## start Supplied entries
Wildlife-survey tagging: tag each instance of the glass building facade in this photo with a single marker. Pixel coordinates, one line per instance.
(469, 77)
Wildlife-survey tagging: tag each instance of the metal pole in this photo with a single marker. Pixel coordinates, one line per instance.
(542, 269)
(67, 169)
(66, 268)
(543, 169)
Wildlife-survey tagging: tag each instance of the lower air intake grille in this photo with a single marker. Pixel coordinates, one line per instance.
## end Supplied entries
Given exercise = Rewrite every line of the records above, requests included, and scale each coordinate in the answers by 0.65, rounding to the nearest whole number with halves rounded up.

Full answer =
Wildlife-survey tagging: tag each instance of the glass building facade in this photo with a single marker. Pixel coordinates, one line per instance.
(305, 50)
Wildlife-survey tagging: tag each instance of the metal pole in this photo with a single marker. Pixel coordinates, one line per instance.
(352, 175)
(44, 110)
(43, 174)
(353, 110)
Wildlife-survey tagging: tag each instance of the lower air intake grille in this photo with a single marker. Pixel coordinates, one line per instance.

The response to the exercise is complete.